> _TASK TO COMPLETE_
Swap "trace" for "draw" in everything from the line containing "Please trace the outline of every instance of the broad" down to the end of the records, and write out only those lines again with all else unchanged.

┄┄┄┄┄┄┄┄┄┄┄┄┄┄┄┄┄┄┄┄

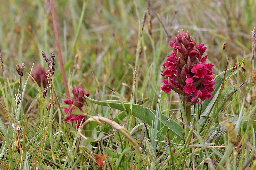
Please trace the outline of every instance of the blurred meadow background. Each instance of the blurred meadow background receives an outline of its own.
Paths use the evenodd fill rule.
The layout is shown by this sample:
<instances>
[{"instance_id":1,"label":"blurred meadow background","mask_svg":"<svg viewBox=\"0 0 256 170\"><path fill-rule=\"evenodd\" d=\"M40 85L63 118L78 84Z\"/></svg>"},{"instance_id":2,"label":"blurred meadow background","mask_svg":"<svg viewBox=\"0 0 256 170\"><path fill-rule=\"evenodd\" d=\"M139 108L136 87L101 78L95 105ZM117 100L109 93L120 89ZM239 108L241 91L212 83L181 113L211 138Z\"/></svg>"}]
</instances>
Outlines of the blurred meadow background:
<instances>
[{"instance_id":1,"label":"blurred meadow background","mask_svg":"<svg viewBox=\"0 0 256 170\"><path fill-rule=\"evenodd\" d=\"M184 145L186 138L159 135L158 131L154 130L152 122L144 125L143 120L137 120L128 110L124 111L124 117L115 121L138 144L142 143L140 151L126 140L125 135L104 123L90 123L84 128L88 131L83 135L92 139L86 142L73 127L75 124L64 123L65 118L60 116L63 107L67 107L63 101L68 95L60 71L50 1L0 0L0 49L4 70L4 74L0 73L1 168L255 168L256 97L253 96L254 89L248 82L254 68L252 61L252 31L256 26L254 1L61 0L54 1L53 4L69 95L80 85L90 98L97 101L133 103L135 97L138 105L160 110L160 115L171 117L181 129L182 124L176 119L180 117L179 95L172 91L168 94L161 94L160 88L165 78L162 75L165 69L163 64L172 50L170 42L182 29L188 31L197 44L203 43L207 47L207 62L215 65L214 77L225 71L228 59L228 69L237 61L241 63L244 58L246 71L239 69L236 74L227 79L218 100L210 107L217 109L209 111L208 121L204 124L194 122L192 126L198 135L194 135L193 140L190 133L192 136L188 136L192 138L186 141L187 145ZM41 98L39 94L44 91L43 86L37 87L31 78L28 78L27 73L30 72L33 63L31 74L39 66L48 69L41 51L48 56L52 52L55 56L55 106L51 110L52 120L51 114L49 116L49 111L45 112L43 106L47 106L49 103L50 89L45 99ZM76 56L78 56L76 60ZM15 66L16 63L21 66L22 62L25 63L23 85L19 86L20 76ZM239 87L246 80L248 82ZM20 107L14 102L19 90L25 92ZM140 101L143 102L140 104ZM95 116L112 120L124 112L88 100L85 103L86 113L90 115L85 117L86 120ZM11 125L17 112L20 112L19 116L16 121L20 121L21 127L18 133ZM45 119L45 114L48 115ZM217 117L214 118L214 115ZM240 139L235 146L231 146L228 140L228 133L225 132L225 123L229 118L235 122L231 126ZM212 131L217 126L215 130L220 135L213 137ZM224 129L220 128L222 127ZM49 131L50 136L46 135ZM63 134L63 131L67 133ZM17 135L19 133L19 137ZM159 141L151 142L143 137L157 137ZM169 137L168 144L166 141ZM42 142L43 146L39 149ZM22 149L17 149L18 143ZM213 144L210 145L216 147L207 147L204 145L208 146L206 143ZM79 143L80 147L77 147ZM192 146L196 145L201 147ZM22 150L21 153L17 149Z\"/></svg>"}]
</instances>

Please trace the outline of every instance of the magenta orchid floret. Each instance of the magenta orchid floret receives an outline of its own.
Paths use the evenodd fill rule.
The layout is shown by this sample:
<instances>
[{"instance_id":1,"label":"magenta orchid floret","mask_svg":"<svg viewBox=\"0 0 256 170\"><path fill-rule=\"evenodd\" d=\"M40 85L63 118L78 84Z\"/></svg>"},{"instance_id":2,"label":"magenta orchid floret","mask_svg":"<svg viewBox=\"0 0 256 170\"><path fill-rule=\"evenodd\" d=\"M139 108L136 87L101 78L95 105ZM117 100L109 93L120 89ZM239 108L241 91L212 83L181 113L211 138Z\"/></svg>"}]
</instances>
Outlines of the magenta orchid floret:
<instances>
[{"instance_id":1,"label":"magenta orchid floret","mask_svg":"<svg viewBox=\"0 0 256 170\"><path fill-rule=\"evenodd\" d=\"M172 89L185 97L187 104L193 105L210 99L213 85L211 63L205 63L208 55L202 57L206 47L204 45L195 45L188 32L178 32L173 41L170 42L173 49L171 56L167 56L164 64L166 68L162 75L168 77L163 81L161 89L169 93Z\"/></svg>"},{"instance_id":2,"label":"magenta orchid floret","mask_svg":"<svg viewBox=\"0 0 256 170\"><path fill-rule=\"evenodd\" d=\"M69 108L64 108L64 111L68 114L66 117L66 121L68 121L69 120L77 122L77 124L80 125L85 115L84 114L79 115L72 115L72 111L74 110L74 107L76 107L83 113L84 112L82 110L82 107L84 106L84 100L83 97L84 95L85 95L88 97L90 94L89 93L85 93L84 90L81 87L81 86L78 85L76 88L72 90L73 94L72 96L72 99L66 99L64 100L64 103L68 104L69 106ZM74 127L76 128L76 124Z\"/></svg>"}]
</instances>

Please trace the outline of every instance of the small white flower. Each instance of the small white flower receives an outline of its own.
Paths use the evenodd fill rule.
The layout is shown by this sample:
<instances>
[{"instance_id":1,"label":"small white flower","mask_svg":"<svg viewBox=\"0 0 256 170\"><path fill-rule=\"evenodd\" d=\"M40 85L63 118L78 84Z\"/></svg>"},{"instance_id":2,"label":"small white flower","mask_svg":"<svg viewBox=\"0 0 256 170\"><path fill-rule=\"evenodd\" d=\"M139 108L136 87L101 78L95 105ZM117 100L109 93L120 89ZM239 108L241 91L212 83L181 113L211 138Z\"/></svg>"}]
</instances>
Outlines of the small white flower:
<instances>
[{"instance_id":1,"label":"small white flower","mask_svg":"<svg viewBox=\"0 0 256 170\"><path fill-rule=\"evenodd\" d=\"M12 124L12 128L14 128L15 125L14 124ZM18 121L18 123L17 124L17 130L18 131L20 129L20 121Z\"/></svg>"}]
</instances>

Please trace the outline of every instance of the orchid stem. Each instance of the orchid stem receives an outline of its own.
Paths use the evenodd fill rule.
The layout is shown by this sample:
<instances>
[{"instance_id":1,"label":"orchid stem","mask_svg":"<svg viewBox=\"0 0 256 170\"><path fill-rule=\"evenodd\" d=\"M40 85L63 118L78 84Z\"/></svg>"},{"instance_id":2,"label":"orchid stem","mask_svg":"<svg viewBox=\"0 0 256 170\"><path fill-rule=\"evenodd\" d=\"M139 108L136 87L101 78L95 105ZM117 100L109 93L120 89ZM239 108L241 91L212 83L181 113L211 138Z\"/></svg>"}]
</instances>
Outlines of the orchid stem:
<instances>
[{"instance_id":1,"label":"orchid stem","mask_svg":"<svg viewBox=\"0 0 256 170\"><path fill-rule=\"evenodd\" d=\"M191 121L191 105L187 105L186 106L186 119L185 120L185 123L188 126L189 126L190 122ZM188 128L186 129L187 130L186 134L187 135L187 137L188 137L187 135L189 131L189 130Z\"/></svg>"}]
</instances>

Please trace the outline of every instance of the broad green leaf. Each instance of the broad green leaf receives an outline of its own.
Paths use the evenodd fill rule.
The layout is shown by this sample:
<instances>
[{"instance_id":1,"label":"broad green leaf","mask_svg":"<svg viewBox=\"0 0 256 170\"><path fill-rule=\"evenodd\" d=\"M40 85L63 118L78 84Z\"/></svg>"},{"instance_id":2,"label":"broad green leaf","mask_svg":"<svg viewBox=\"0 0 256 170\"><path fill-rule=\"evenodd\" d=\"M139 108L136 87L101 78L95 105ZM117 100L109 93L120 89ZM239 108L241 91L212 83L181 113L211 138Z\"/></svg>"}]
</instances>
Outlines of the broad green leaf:
<instances>
[{"instance_id":1,"label":"broad green leaf","mask_svg":"<svg viewBox=\"0 0 256 170\"><path fill-rule=\"evenodd\" d=\"M231 77L233 75L236 74L240 68L241 66L239 66L238 68L234 71L230 75L229 78ZM228 75L232 72L232 70L233 69L233 68L232 67L227 70L227 73L226 73L225 79L227 79L228 77ZM214 80L216 81L216 83L213 86L213 89L214 89L214 91L212 92L212 95L213 96L213 97L211 99L207 99L203 101L203 107L202 108L202 113L201 114L201 115L207 115L211 111L212 107L214 105L216 100L217 100L218 96L219 96L219 93L220 89L220 88L221 87L225 73L225 72L223 71L222 73L220 73L220 74L218 75L214 79ZM192 108L192 109L194 109L193 108ZM200 124L203 124L205 118L205 117L202 117L200 118Z\"/></svg>"},{"instance_id":2,"label":"broad green leaf","mask_svg":"<svg viewBox=\"0 0 256 170\"><path fill-rule=\"evenodd\" d=\"M118 110L124 111L122 104L119 101L115 100L105 100L104 101L98 101L91 99L85 96L84 97L91 102L99 105L109 106L111 108ZM132 111L131 112L132 115L141 120L144 121L145 123L152 125L152 121L155 120L156 117L156 111L149 108L144 107L143 106L135 104L131 104L129 102L123 101L123 103L126 110L129 110L132 105ZM144 114L144 111L146 113L146 117ZM125 117L125 113L123 112L117 116L121 120L122 119ZM170 121L167 120L169 117L163 115L161 115L161 123L162 124L160 126L159 122L158 123L158 130L160 130L160 127L163 127L167 122L166 124L166 128L164 128L163 134L166 134L167 130L169 128L169 135L171 138L173 137L174 135L176 135L179 139L181 139L182 138L182 128L181 126L173 120L169 119ZM114 121L117 121L118 119L114 118ZM106 129L108 129L106 128Z\"/></svg>"}]
</instances>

┄┄┄┄┄┄┄┄┄┄┄┄┄┄┄┄┄┄┄┄

> _ANSWER FOR THE TASK_
Please draw the outline of every instance of the broad green leaf. Each instance of the broad green leaf receives an outline of its own.
Paths use the evenodd fill rule.
The layout is shown by this sample:
<instances>
[{"instance_id":1,"label":"broad green leaf","mask_svg":"<svg viewBox=\"0 0 256 170\"><path fill-rule=\"evenodd\" d=\"M40 85L63 118L78 84Z\"/></svg>"},{"instance_id":2,"label":"broad green leaf","mask_svg":"<svg viewBox=\"0 0 256 170\"><path fill-rule=\"evenodd\" d=\"M139 108L136 87L101 78L95 105ZM117 100L109 93L120 89ZM239 108L241 91L212 83L181 113L211 138Z\"/></svg>"}]
</instances>
Outlines of the broad green leaf:
<instances>
[{"instance_id":1,"label":"broad green leaf","mask_svg":"<svg viewBox=\"0 0 256 170\"><path fill-rule=\"evenodd\" d=\"M231 77L233 75L236 74L240 68L241 66L239 66L238 68L234 71L230 75L229 78ZM228 75L232 72L232 70L233 69L233 68L232 67L227 70L227 73L226 73L225 79L227 79L228 77ZM214 80L216 81L216 83L213 86L213 89L214 89L214 91L212 92L212 95L213 96L213 97L211 99L207 99L203 101L203 107L202 108L202 113L201 114L201 115L207 115L211 111L212 107L214 105L216 100L217 100L218 96L219 96L219 93L220 89L220 88L221 87L225 73L225 72L223 71L222 73L220 73L220 74L218 75L214 79ZM192 108L192 109L194 109L193 108ZM200 124L203 124L205 118L205 117L202 117L200 118Z\"/></svg>"},{"instance_id":2,"label":"broad green leaf","mask_svg":"<svg viewBox=\"0 0 256 170\"><path fill-rule=\"evenodd\" d=\"M118 110L124 111L122 104L119 101L115 100L105 100L104 101L98 101L91 99L85 96L84 97L91 102L99 105L109 106L111 108ZM132 111L131 112L132 115L141 120L144 121L145 123L152 125L152 121L155 120L156 117L156 111L149 108L144 107L143 106L135 104L131 104L129 102L123 101L123 103L126 110L129 110L132 105ZM144 114L144 111L146 113L146 117ZM125 117L125 113L123 112L117 116L121 120L122 119ZM170 121L167 120L169 117L163 115L161 115L161 123L162 124L160 126L159 122L158 123L158 130L160 130L160 127L163 127L167 122L166 124L166 128L164 128L163 134L166 134L167 130L169 128L169 135L171 138L173 137L174 135L176 135L179 139L181 139L182 138L182 128L181 126L173 120L169 119ZM114 121L117 121L118 119L114 118ZM106 129L108 129L106 128Z\"/></svg>"}]
</instances>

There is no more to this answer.